Nuova conferma sull'inefficacia di un altro 'pilastro' delle terapie anti-Covid alternative promosse dai no-vax: l'ivermectina, farmaco antiparassitario ritenuto utile come prevenzione e terapia precoce del Covid-19 da chi si oppone al vaccino, è inefficace contro il virus anche se viene somministrata a un dosaggio triplo rispetto a quello standard.
E' quanto emerge dallo studio COVER pubblicato su Preprints with The Lancet, coordinato dall'IRCCS "Sacro Cuore Don Calabria" di Negrar di Valpolicella (VR), in collaborazione con l'Istituto Mario Negri di Milano, a cui hanno partecipato l'Ospedale Sacco di Milano, l'Ospedale Sant'Orsola di Bologna e l'Ospedale Covid di Rovereto.

**Voci fornite:**
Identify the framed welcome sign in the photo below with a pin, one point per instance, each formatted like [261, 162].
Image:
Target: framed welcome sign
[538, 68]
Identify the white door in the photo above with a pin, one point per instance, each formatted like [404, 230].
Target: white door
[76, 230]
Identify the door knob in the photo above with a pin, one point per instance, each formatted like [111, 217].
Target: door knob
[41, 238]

...

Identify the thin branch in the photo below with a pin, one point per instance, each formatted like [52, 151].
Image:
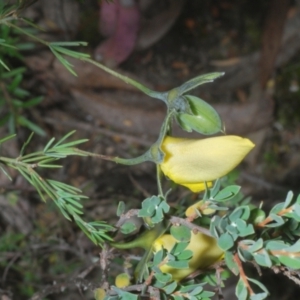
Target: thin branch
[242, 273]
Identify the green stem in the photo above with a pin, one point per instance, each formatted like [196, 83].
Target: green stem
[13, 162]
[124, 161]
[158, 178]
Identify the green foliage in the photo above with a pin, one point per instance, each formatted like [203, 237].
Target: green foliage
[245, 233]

==

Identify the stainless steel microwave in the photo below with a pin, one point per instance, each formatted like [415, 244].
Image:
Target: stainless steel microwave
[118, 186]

**Attività richiesta:** Restituisci per intero il testo sull'ivermectina, riproducendolo senza alcuna modifica. Le voci provengono da una fonte diversa.

**Esercizio svolto:**
Nuova conferma sull'inefficacia di un altro 'pilastro' delle terapie anti-Covid alternative promosse dai no-vax: l'ivermectina, farmaco antiparassitario ritenuto utile come prevenzione e terapia precoce del Covid-19 da chi si oppone al vaccino, è inefficace contro il virus anche se viene somministrata a un dosaggio triplo rispetto a quello standard.
E' quanto emerge dallo studio COVER pubblicato su Preprints with The Lancet, coordinato dall'IRCCS "Sacro Cuore Don Calabria" di Negrar di Valpolicella (VR), in collaborazione con l'Istituto Mario Negri di Milano, a cui hanno partecipato l'Ospedale Sacco di Milano, l'Ospedale Sant'Orsola di Bologna e l'Ospedale Covid di Rovereto.